=== What you need to do ===
Raise every bounding box coordinate by 66 and write out again the lines of the material from the one containing "lamp with a bounding box." through the end of the material, both included, keeping each request line unchanged. Give only those lines.

=== Stored items ===
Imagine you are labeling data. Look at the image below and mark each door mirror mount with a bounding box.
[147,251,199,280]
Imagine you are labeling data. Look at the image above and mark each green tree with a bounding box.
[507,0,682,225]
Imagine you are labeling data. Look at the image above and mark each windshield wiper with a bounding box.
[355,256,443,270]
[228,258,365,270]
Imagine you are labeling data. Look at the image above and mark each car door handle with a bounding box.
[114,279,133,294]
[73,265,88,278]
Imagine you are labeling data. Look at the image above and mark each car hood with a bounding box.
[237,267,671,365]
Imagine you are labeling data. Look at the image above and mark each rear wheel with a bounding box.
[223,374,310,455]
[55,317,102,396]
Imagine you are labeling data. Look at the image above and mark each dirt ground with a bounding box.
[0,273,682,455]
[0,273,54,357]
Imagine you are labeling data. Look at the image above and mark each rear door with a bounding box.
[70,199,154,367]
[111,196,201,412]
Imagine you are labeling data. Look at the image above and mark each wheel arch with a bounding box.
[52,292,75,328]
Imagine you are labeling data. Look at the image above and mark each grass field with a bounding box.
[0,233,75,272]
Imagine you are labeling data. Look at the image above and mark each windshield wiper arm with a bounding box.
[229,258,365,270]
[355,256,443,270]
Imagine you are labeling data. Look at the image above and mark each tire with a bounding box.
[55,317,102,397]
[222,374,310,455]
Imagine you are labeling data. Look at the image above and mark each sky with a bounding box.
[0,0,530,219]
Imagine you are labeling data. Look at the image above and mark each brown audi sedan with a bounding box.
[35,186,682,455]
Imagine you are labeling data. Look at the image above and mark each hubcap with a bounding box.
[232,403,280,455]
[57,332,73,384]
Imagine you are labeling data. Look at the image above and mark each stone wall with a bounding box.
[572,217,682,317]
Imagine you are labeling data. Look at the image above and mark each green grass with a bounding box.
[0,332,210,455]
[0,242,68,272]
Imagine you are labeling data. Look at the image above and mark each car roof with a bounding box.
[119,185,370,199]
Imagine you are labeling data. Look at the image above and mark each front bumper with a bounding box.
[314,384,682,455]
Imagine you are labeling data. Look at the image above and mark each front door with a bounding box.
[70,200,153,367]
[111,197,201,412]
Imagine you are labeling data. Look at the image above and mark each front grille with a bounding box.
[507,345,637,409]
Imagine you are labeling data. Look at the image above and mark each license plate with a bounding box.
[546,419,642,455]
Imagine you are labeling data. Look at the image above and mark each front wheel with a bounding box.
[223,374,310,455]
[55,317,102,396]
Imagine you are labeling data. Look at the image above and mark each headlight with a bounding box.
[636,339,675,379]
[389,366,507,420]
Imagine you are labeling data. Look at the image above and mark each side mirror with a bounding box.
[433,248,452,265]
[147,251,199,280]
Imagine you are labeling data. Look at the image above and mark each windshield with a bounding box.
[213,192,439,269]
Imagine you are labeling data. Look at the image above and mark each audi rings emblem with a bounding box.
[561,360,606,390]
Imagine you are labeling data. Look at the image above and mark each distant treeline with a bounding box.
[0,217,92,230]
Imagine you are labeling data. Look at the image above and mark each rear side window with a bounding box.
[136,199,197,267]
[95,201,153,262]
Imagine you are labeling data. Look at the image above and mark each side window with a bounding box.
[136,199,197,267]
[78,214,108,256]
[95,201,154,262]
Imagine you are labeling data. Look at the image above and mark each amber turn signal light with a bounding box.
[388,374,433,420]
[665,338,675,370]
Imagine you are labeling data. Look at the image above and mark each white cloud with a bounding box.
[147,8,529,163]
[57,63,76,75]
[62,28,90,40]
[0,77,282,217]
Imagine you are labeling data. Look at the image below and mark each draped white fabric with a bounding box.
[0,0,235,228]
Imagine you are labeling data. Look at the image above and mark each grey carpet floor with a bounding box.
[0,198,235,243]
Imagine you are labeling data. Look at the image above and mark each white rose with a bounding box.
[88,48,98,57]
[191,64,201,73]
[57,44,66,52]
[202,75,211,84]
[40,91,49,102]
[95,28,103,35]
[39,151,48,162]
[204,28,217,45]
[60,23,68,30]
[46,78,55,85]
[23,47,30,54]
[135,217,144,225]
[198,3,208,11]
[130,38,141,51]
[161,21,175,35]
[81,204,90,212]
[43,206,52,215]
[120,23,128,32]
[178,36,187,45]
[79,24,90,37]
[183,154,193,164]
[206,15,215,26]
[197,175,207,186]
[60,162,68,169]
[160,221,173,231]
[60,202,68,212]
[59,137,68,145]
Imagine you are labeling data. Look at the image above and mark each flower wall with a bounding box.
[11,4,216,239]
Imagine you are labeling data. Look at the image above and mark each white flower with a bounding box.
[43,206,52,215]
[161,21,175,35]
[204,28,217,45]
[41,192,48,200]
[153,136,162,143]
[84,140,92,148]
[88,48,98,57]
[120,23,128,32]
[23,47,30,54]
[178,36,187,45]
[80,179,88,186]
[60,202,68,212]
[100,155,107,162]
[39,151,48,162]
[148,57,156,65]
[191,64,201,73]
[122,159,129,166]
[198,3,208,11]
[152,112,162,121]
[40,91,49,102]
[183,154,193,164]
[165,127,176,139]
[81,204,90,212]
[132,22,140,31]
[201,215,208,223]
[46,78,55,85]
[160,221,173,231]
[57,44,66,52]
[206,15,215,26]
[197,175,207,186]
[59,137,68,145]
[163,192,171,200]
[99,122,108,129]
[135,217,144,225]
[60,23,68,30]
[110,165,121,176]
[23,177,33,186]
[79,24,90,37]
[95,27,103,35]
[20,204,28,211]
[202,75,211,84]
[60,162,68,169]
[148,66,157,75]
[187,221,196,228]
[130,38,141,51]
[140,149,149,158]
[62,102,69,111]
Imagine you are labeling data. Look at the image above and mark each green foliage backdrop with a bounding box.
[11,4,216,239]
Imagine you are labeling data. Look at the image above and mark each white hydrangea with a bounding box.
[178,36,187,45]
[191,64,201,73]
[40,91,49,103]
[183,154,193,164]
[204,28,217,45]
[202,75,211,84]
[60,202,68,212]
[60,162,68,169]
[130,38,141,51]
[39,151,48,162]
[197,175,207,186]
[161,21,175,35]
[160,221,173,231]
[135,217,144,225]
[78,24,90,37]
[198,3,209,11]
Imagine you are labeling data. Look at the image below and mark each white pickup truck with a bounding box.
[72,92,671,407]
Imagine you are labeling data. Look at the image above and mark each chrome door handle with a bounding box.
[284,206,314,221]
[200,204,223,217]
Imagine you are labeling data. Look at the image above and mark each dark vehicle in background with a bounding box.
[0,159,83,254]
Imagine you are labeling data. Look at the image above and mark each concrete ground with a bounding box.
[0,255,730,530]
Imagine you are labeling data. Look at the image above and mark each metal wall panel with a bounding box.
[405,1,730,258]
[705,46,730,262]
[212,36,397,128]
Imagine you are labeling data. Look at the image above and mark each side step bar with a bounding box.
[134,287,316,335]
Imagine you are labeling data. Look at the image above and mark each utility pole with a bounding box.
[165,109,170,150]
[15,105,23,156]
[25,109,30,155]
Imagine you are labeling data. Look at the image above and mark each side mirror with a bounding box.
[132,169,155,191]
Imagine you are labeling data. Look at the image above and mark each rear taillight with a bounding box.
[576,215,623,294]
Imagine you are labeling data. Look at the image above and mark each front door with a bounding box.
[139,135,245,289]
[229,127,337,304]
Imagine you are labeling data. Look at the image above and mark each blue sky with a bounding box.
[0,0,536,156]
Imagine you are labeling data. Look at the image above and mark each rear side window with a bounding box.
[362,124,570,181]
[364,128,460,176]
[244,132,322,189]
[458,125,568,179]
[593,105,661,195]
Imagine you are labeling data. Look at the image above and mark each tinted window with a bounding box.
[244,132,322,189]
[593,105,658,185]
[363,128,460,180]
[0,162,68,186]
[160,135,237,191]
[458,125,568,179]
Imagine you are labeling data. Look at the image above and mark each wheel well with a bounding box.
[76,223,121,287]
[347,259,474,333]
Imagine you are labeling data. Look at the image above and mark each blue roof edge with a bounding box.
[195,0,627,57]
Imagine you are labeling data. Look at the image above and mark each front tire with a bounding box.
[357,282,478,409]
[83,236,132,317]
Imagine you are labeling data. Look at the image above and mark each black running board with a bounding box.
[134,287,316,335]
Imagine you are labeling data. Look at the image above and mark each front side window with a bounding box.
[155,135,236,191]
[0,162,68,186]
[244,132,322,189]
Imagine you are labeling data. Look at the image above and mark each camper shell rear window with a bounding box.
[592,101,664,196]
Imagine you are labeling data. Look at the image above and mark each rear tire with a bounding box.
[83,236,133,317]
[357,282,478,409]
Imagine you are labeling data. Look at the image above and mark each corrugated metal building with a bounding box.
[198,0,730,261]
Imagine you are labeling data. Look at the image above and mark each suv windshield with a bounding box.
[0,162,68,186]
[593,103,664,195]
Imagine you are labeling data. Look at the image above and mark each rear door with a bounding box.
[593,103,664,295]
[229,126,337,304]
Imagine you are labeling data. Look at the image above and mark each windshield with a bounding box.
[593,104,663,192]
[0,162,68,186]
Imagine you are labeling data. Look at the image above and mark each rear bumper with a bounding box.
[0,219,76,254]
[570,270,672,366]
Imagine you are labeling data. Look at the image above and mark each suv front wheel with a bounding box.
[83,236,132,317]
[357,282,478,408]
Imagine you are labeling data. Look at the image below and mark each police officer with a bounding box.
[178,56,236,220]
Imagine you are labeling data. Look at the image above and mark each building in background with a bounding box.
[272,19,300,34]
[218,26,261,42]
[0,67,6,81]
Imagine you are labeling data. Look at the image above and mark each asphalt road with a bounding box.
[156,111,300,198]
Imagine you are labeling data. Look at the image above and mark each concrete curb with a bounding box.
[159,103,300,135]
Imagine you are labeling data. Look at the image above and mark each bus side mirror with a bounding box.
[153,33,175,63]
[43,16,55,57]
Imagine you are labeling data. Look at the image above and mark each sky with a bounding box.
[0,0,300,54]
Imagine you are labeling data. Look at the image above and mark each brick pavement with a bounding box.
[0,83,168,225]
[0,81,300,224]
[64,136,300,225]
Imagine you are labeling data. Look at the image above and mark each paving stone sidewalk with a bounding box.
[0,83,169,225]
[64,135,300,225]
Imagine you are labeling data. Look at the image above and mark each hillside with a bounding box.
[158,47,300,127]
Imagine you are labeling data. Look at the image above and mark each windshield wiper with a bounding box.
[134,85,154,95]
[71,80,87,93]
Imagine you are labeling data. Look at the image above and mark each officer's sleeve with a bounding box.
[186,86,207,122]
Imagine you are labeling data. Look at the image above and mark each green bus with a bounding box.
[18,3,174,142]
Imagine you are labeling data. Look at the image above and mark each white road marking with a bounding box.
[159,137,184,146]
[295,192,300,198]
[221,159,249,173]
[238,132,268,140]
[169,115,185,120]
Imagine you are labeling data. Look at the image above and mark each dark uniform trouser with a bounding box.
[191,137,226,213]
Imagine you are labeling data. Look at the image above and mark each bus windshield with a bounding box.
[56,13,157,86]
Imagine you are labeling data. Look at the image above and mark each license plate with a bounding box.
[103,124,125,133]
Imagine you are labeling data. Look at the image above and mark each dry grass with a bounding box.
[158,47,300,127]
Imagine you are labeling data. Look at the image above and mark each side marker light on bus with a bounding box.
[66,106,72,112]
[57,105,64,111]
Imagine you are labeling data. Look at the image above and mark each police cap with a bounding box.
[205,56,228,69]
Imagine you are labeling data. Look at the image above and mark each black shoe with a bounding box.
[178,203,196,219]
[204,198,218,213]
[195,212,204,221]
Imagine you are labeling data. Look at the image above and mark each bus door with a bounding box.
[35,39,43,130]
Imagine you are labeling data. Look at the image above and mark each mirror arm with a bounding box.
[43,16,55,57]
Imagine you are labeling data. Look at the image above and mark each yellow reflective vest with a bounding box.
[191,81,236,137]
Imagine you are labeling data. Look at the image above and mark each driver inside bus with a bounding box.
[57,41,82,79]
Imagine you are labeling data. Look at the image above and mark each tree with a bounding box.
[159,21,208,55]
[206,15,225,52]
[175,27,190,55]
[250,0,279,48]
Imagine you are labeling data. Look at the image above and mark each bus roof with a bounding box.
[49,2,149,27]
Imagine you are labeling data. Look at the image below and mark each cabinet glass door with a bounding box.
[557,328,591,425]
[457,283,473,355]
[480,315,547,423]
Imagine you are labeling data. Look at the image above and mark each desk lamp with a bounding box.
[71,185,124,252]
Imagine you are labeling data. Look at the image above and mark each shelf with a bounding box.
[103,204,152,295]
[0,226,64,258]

=== Output for this exercise ===
Imagine you are labeling data. Look at the image above and mark each desk lamp with a bounding box.
[137,251,190,318]
Imagine you are labeling data. Look at the image above and mark each shelf with a bounding box.
[169,270,218,361]
[66,292,130,324]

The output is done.